Transcribe the items below verbatim, beginning with the line that contains "wine glass bowl" and continuing through the end of the items, both ends included.

====== Data lines

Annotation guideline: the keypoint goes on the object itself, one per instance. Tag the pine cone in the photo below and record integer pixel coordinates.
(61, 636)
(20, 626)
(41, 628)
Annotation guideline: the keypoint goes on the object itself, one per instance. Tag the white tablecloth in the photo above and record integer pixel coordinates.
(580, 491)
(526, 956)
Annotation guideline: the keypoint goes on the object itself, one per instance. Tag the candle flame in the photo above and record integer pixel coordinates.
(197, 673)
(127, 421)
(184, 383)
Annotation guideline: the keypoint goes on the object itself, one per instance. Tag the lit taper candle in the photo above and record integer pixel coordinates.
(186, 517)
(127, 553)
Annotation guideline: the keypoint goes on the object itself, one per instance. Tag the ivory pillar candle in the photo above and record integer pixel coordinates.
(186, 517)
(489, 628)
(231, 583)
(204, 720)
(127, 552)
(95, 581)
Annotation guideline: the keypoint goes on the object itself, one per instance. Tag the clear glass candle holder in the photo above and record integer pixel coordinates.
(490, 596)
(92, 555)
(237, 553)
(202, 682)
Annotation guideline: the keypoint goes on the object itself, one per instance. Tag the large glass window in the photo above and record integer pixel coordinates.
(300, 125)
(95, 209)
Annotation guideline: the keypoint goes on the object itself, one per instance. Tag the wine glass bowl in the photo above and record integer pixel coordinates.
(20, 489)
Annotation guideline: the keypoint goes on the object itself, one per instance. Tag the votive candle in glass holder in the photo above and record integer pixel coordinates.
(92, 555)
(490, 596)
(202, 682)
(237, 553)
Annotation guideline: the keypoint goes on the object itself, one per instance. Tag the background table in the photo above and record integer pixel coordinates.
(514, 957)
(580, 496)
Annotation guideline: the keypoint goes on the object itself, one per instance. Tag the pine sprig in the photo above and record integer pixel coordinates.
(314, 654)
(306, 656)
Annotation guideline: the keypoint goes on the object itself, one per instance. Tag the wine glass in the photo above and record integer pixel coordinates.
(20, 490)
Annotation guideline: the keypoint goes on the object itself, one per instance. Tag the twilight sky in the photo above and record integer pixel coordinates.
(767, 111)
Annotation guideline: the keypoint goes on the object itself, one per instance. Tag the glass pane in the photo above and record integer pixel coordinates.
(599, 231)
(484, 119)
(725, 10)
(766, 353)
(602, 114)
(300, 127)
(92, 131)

============

» Task result:
Annotation guideline: the keypoint goes on the object itself, one per instance. Tag the wine glass bowl in the photo above and record integer pixel coordinates.
(20, 489)
Annotation guideline: the keypoint goes on the object itself, one per instance. Tag the votive candle in glass holder in the photo above and record integer pixel coordinates.
(92, 555)
(490, 596)
(202, 682)
(237, 553)
Annotation guideline: the keypoint goes on the object itself, one per instance. Tag the background table in the photo above and record integer pixel coordinates.
(514, 957)
(580, 496)
Annotation guideline: the keypoint goes on the object itself, one per instance. Tag the pine sprig in the photo above and record integer pixel coordinates.
(314, 654)
(306, 656)
Annotation guideline: the keypoint goes on the object itself, one per instance. Tag the wine glass in the photo above and record integer pixel coordinates.
(20, 490)
Annotation guideline: the keypoint goes on the object itself, one per instance. Tag the twilight sky in the photo above and record integer pixel coordinates.
(767, 111)
Annotation guideline: the keypoint goes on the object itself, one per instance. Tag the glass pane in the photo above and record integer pixel coordinates.
(599, 231)
(484, 119)
(725, 10)
(766, 353)
(602, 114)
(300, 127)
(92, 131)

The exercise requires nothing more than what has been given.